- [TASK OBJECTIVE] From the listing below, extract each entry exactly as written, minus the images.

- [SOURCE DATA]
----------------------------------------
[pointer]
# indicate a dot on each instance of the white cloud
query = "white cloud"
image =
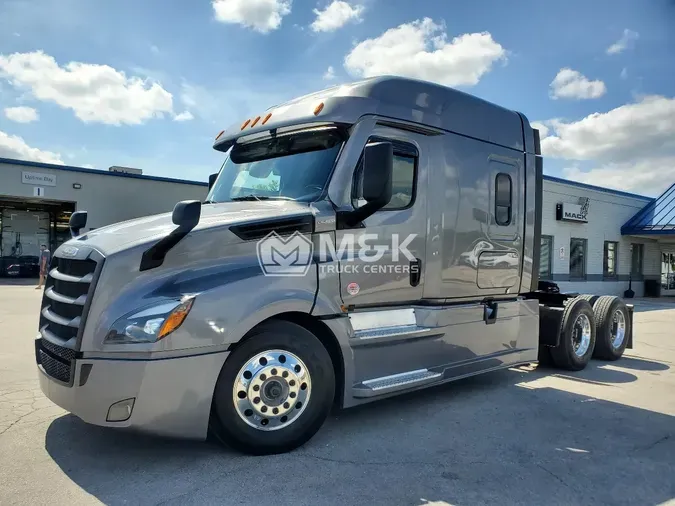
(13, 146)
(632, 147)
(627, 39)
(573, 84)
(421, 50)
(629, 132)
(329, 75)
(22, 114)
(543, 129)
(261, 15)
(335, 16)
(95, 93)
(647, 177)
(184, 116)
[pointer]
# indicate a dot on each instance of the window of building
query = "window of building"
(546, 257)
(637, 259)
(610, 256)
(577, 258)
(403, 182)
(503, 199)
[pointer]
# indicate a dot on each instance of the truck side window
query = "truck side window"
(403, 184)
(503, 199)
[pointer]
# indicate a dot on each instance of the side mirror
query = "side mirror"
(78, 220)
(186, 214)
(378, 170)
(480, 215)
(212, 180)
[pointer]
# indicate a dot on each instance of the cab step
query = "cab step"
(395, 382)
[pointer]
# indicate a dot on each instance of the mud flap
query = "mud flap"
(630, 308)
(550, 320)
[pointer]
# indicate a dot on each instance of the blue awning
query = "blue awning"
(656, 218)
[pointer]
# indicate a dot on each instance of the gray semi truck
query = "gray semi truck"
(360, 242)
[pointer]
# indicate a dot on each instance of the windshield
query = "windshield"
(294, 166)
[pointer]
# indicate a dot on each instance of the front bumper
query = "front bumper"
(171, 396)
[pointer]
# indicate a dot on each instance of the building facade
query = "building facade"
(37, 199)
(583, 249)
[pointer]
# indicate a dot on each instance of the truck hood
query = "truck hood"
(127, 234)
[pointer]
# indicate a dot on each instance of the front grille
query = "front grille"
(75, 267)
(55, 368)
(67, 291)
(59, 351)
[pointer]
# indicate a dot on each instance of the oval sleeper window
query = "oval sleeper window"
(503, 199)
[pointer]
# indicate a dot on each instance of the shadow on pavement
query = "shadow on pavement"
(642, 364)
(651, 304)
(488, 439)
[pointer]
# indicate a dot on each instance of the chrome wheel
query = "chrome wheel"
(581, 335)
(618, 329)
(272, 390)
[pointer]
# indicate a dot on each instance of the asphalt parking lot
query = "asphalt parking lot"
(523, 436)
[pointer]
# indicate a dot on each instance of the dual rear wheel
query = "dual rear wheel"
(591, 326)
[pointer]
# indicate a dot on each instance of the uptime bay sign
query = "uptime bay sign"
(38, 178)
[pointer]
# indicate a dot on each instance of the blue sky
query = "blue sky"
(598, 77)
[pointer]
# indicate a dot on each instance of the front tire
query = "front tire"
(577, 336)
(275, 390)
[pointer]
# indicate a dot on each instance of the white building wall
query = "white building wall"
(608, 211)
(107, 198)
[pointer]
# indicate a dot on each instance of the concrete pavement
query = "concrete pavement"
(523, 436)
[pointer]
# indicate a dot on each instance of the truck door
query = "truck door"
(383, 273)
(476, 223)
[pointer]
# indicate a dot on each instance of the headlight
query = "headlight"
(150, 324)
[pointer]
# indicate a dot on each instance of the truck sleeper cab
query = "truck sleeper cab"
(360, 242)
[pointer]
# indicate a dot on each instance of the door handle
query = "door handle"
(490, 310)
(415, 272)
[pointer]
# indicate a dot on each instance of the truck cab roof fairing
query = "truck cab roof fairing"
(395, 97)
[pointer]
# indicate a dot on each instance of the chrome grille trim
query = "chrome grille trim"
(54, 273)
(69, 290)
(52, 294)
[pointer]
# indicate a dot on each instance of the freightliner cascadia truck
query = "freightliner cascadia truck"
(364, 241)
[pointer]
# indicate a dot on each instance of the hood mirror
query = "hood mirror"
(78, 220)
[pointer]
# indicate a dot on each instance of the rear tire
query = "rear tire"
(612, 327)
(287, 363)
(577, 336)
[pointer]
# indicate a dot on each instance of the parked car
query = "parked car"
(22, 267)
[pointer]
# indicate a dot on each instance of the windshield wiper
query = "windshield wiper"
(260, 197)
(250, 197)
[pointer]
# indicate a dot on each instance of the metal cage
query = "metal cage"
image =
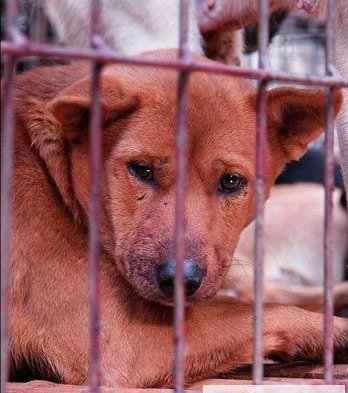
(18, 46)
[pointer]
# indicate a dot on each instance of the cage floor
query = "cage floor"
(294, 373)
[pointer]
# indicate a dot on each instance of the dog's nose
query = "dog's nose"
(193, 276)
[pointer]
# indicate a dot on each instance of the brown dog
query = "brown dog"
(49, 312)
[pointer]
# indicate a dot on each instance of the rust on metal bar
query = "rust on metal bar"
(260, 179)
(107, 56)
(95, 207)
(329, 186)
(7, 146)
(181, 162)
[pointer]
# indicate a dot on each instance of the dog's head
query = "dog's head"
(139, 116)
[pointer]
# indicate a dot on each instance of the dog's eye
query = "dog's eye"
(141, 171)
(231, 183)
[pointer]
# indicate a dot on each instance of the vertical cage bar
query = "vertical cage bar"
(95, 205)
(329, 186)
(260, 174)
(179, 316)
(7, 145)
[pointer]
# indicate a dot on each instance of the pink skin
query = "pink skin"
(215, 14)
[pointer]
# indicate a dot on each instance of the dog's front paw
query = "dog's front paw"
(308, 344)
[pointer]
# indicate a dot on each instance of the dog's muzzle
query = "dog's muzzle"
(193, 277)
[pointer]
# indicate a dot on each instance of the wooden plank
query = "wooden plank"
(289, 370)
(275, 373)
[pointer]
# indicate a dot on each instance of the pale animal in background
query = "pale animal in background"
(294, 251)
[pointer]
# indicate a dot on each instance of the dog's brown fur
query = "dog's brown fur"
(48, 299)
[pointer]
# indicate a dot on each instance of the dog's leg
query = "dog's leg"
(219, 337)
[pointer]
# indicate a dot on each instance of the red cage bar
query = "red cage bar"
(17, 45)
(260, 197)
(329, 187)
(95, 204)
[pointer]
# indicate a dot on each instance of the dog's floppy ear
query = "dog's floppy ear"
(64, 118)
(297, 116)
(72, 106)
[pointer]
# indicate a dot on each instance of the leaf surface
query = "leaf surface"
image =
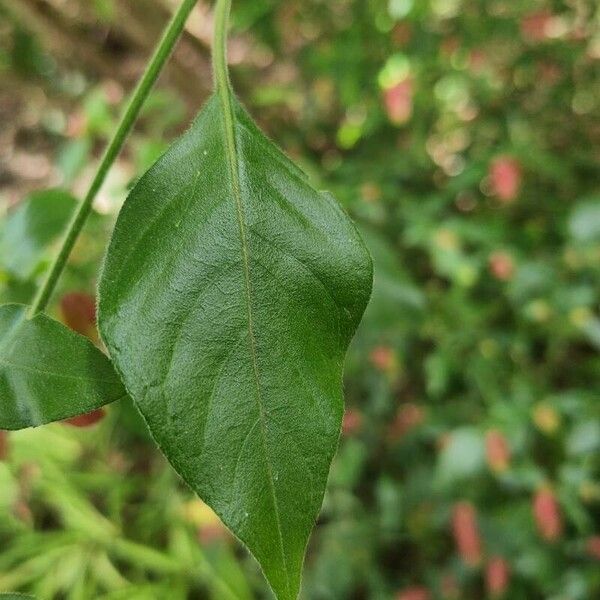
(230, 293)
(31, 227)
(48, 372)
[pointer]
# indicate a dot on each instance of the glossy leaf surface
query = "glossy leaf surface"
(230, 293)
(48, 372)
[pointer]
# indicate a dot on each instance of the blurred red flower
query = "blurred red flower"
(497, 576)
(534, 26)
(502, 266)
(398, 101)
(352, 422)
(383, 358)
(88, 419)
(505, 178)
(497, 450)
(466, 533)
(546, 512)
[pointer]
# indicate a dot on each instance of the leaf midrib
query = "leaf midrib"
(225, 97)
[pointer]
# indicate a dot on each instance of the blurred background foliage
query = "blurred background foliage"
(464, 138)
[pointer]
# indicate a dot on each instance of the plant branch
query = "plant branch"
(132, 110)
(219, 57)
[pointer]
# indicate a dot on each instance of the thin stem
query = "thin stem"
(138, 97)
(219, 59)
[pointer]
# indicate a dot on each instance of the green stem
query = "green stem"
(138, 97)
(219, 60)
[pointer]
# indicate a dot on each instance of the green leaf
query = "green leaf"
(48, 372)
(31, 227)
(229, 295)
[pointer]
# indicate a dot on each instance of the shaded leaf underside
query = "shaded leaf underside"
(48, 372)
(229, 295)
----------------------------------------
- [PROBLEM SOLUTION]
[pointer]
# indicate a dot on each instance of the white cloud
query = "white cloud"
image =
(13, 146)
(632, 147)
(627, 39)
(573, 84)
(421, 50)
(629, 132)
(329, 75)
(22, 114)
(543, 129)
(261, 15)
(335, 16)
(95, 93)
(647, 177)
(184, 116)
[pointer]
# indicate a dot on each instance of the window of building
query = "window of building"
(546, 257)
(637, 259)
(610, 256)
(577, 258)
(403, 182)
(503, 199)
[pointer]
# indicate a dot on each instance of the truck side window
query = "truck side window"
(403, 184)
(503, 199)
[pointer]
# indicate a dot on each instance of the side mirror
query = "side mirror"
(78, 220)
(186, 214)
(378, 170)
(480, 215)
(212, 180)
[pointer]
# indicate a dot on each instance of the cab step
query = "cab step"
(395, 382)
[pointer]
# indicate a dot on each instance of the mud flap
query = "mud flap"
(630, 308)
(550, 320)
[pointer]
# indicate a dot on each instance of the blue awning
query = "blue awning"
(656, 218)
[pointer]
# indicate a dot on each instance of the gray semi truck
query = "gray semi truck"
(360, 242)
[pointer]
# indicate a dot on each instance of the windshield
query = "windshield"
(294, 166)
[pointer]
# indicate a dot on each instance of the front bumper
query = "front bumper"
(171, 396)
[pointer]
# indicate a dot on each instance of the building facade
query = "building facade"
(37, 199)
(583, 249)
[pointer]
# indicate a dot on each instance of the truck hood
query = "truck hood"
(127, 234)
[pointer]
# indicate a dot on each instance of the front grille
query = "front grille"
(75, 267)
(55, 368)
(67, 291)
(59, 351)
[pointer]
# indicate a dot on each instance of the oval sleeper window
query = "oval sleeper window"
(503, 199)
[pointer]
# indicate a dot on each instance of the shadow on pavement
query = "shadow on pavement"
(642, 364)
(651, 304)
(488, 439)
[pointer]
# indicate a dot on each instance of the chrome wheel
query = "chrome wheel"
(581, 335)
(618, 329)
(272, 390)
[pointer]
# indicate a dot on each instance of the asphalt parking lot
query = "asphalt parking lot"
(523, 436)
[pointer]
# indicate a dot on each instance of the dual rear wheel
query = "dual rear wheel"
(591, 326)
[pointer]
# indicate a dot on each instance of the uptime bay sign
query = "uptime bay sign"
(38, 178)
[pointer]
# indicate a dot on each instance of the blue sky
query = "blue sky"
(598, 77)
[pointer]
# indicate a dot on each instance of the front tire
query = "front tire"
(577, 336)
(275, 390)
[pointer]
# indicate a dot on each instance of the white building wall
query = "white building wall"
(608, 211)
(107, 198)
[pointer]
# indicate a dot on each instance of the concrete pavement
query = "concrete pavement"
(523, 436)
[pointer]
# indicate a dot on each instance of the truck door
query = "truck door"
(383, 273)
(476, 223)
[pointer]
# indicate a dot on each instance of the headlight
query = "headlight"
(150, 324)
[pointer]
# indicate a dot on each instance of the truck sleeper cab
query = "truck sleeper cab"
(360, 242)
[pointer]
# indicate a dot on each instance of the door handle
query = "door handle"
(490, 310)
(415, 272)
[pointer]
# indicate a dot on each instance of the truck cab roof fairing
query = "truck cab roof fairing"
(395, 97)
[pointer]
# indicate a dot on each instance of the chrome grille trim
query = "chrome grille trim"
(54, 273)
(69, 290)
(52, 294)
[pointer]
# indicate a dot on each instance of the freightliner cascadia truck
query = "freightliner cascadia truck"
(364, 241)
[pointer]
# indicate a dot on each instance of the hood mirror
query = "hood mirror"
(78, 220)
[pointer]
# indicate a dot on each instance of the rear tire
query = "rear tire"
(612, 327)
(287, 363)
(577, 336)
[pointer]
# indicate a dot on each instance of the parked car
query = "parked car"
(22, 267)
[pointer]
# indicate a dot on each instance of the windshield wiper
query = "windshield wiper"
(260, 197)
(250, 197)
[pointer]
# indicate a dot on each instance of the metal cage
query = "metal cage"
image =
(18, 46)
[pointer]
# indicate a dot on each instance of the cage floor
query = "cage floor"
(294, 373)
[pointer]
# indicate a dot on each instance of the dog's nose
query = "dog's nose"
(193, 276)
[pointer]
# indicate a dot on each instance of the brown dog
query = "brown dog"
(49, 312)
[pointer]
# indicate a dot on each instance of the rust on metal bar
query = "rust on metal bar"
(260, 179)
(107, 56)
(95, 207)
(329, 186)
(7, 146)
(181, 162)
[pointer]
# indicate a dot on each instance of the dog's head
query = "dog's head"
(139, 116)
[pointer]
# indicate a dot on each instance of the dog's eye
query = "dog's eye"
(141, 171)
(231, 183)
[pointer]
# indicate a dot on each instance of the vertical cage bar
query = "vertical cage bar"
(95, 205)
(329, 186)
(260, 174)
(179, 316)
(7, 145)
[pointer]
# indicate a dot on each instance of the pink skin
query = "pink skin"
(215, 14)
[pointer]
# indicate a dot on each instance of the dog's front paw
query = "dog's front paw"
(308, 344)
[pointer]
# indicate a dot on each instance of the dog's muzzle
query = "dog's muzzle"
(193, 277)
[pointer]
# indicate a dot on each instance of the wooden plank
query = "wooden plank"
(289, 370)
(275, 373)
[pointer]
# indicate a dot on each instance of the pale animal in background
query = "pale animal in background"
(294, 251)
[pointer]
# indicate a dot on each instance of the dog's brown fur
query = "dog's brown fur"
(48, 299)
[pointer]
# indicate a dot on each instance of the dog's leg
query = "dog's leg"
(219, 337)
[pointer]
# indicate a dot on each instance of the red cage bar
query = "red cage bar"
(17, 45)
(260, 197)
(329, 187)
(95, 204)
[pointer]
# indicate a dot on each instance of the dog's floppy ear
query = "dog's floppy ear"
(64, 118)
(297, 116)
(72, 106)
[pointer]
# indicate a dot on each instance of the leaf surface
query = "leaf surface"
image =
(230, 293)
(31, 227)
(48, 372)
[pointer]
# indicate a dot on each instance of the glossy leaf surface
query = "glossy leaf surface"
(230, 293)
(48, 372)
[pointer]
# indicate a dot on each instance of the blurred red flower
query = "blurred red flower"
(497, 576)
(534, 26)
(502, 266)
(398, 101)
(352, 422)
(383, 358)
(88, 419)
(505, 178)
(497, 450)
(466, 533)
(546, 512)
[pointer]
# indicate a dot on each instance of the leaf midrib
query = "leaf midrib"
(225, 97)
[pointer]
# indicate a dot on each instance of the blurred background foliage
query = "blurred background foliage"
(464, 138)
[pointer]
# indicate a dot on each instance of the plant branch
query = "plant branch"
(132, 110)
(219, 57)
[pointer]
# indicate a dot on each instance of the thin stem
query = "thin stem"
(138, 97)
(219, 59)
[pointer]
# indicate a dot on each instance of the green stem
query = "green stem"
(138, 97)
(219, 60)
[pointer]
# indicate a dot on each instance of the green leaf
query = "green leaf"
(48, 372)
(31, 227)
(229, 295)
[pointer]
# indicate a dot on each instance of the shaded leaf underside
query = "shaded leaf underside"
(48, 372)
(229, 295)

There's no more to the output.